PASSAGE Block Start

At OpenAI, one of the world's most ambitious artificial intelligence labs, researchers are building technology that lets you create digital images simply by describing what you want to see. This blend of language and images could serve graphic artists—it can also alter our perceptions about art, ethics, and the future.
Photo by Liam Charmer
AI that Draws Anything You Ask It: DALL-E
In a nod to both WALL-E, the 2008 animated movie about an autonomous robot, and Salvador Dali, the surrealist painter, DALL-E is the name of an AI. It takes verbal requests from users and then, through its knowledge of hundreds of millions of images across all of human history, creates its own images. Type in "cats playing chess" or "bear playing violin on stage" and Dall-E will make it for you, in almost any style you want. DALL-E can also edit photos. Let's say you want to switch the bear's violin for a trumpet. All you need to do is ask for it and a trumpet will appear between the bear's furry arms.
The results are shockingly good, which is why, since its limited release, DALL-E has inspired both awe and concern from people who have seen what it can do. On one hand, DALL-E and those like it seem like an avenue to power a creative revolution, and on the other, their potential to replace graphic designers is not flying well with some, obviously. There is a train of thought that eases at least some of the worry though, and it has to do with how we view the AI in relation to the artist.

PASSAGE Block End

**REQUIREMENT A**
Answer these questions about the passage on DALL-E:
(i) At which AI lab are researchers building this technology?
(ii) In the editing example, what instrument replaces the bear's violin?
(iii) What two reactions has DALL-E inspired since its limited release?
**REQUIREMENT B**
Write the next part of the passage on DALL-E, picking up after its last sentence.

GIVEN ENTRIES Block Start

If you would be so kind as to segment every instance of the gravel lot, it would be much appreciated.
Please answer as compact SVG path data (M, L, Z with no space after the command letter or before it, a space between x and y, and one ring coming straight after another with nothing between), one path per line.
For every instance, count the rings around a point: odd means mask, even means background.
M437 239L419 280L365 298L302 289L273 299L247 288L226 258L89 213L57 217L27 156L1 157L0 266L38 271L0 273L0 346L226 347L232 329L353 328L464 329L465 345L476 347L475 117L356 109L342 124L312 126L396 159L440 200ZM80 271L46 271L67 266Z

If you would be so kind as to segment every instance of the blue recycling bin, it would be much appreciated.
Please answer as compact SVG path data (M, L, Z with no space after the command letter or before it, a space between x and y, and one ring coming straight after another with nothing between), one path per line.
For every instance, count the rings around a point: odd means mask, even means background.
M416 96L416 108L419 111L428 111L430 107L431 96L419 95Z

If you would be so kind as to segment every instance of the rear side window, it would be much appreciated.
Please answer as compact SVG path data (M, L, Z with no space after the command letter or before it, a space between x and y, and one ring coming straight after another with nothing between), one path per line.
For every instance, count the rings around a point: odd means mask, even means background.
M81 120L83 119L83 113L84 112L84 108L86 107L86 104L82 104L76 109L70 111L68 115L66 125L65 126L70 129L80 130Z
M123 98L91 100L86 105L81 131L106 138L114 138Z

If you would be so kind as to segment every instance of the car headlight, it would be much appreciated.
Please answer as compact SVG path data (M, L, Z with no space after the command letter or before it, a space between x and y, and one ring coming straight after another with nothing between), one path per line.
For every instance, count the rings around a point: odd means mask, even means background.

GIVEN ENTRIES Block End

**RESULT A**
(i) OpenAI
(ii) A trumpet
(iii) Awe and concern

**RESULT B**
Photo by Trollinho
AI Perception: Don’t Anthropomorphize It
The whole idea of AI robots taking over people's jobs seems like something out of an especially dystopian Black Mirror episode. That's why DALL-E creators don't like to anthropomorphize AI—perceiving it as an anonymous entity simply freaks too many people out. Don't believe us? Just see the recent news about Blake Lemoine, a Google Engineer who claimed its AI is sentient. He was placed on paid leave after putting out claims that the company's Language Model for Dialogue Applications (also known as LaMDA) had consciousness and a soul. Lemoine also claimed that in order to be experimented on, LaMDA had to first grant engineers permission. However, most independent experts, as well as Google itself, were quick to dismiss the idea, pointing out that if AI seems human, it is only because of the massive amounts of data that humans have fed it.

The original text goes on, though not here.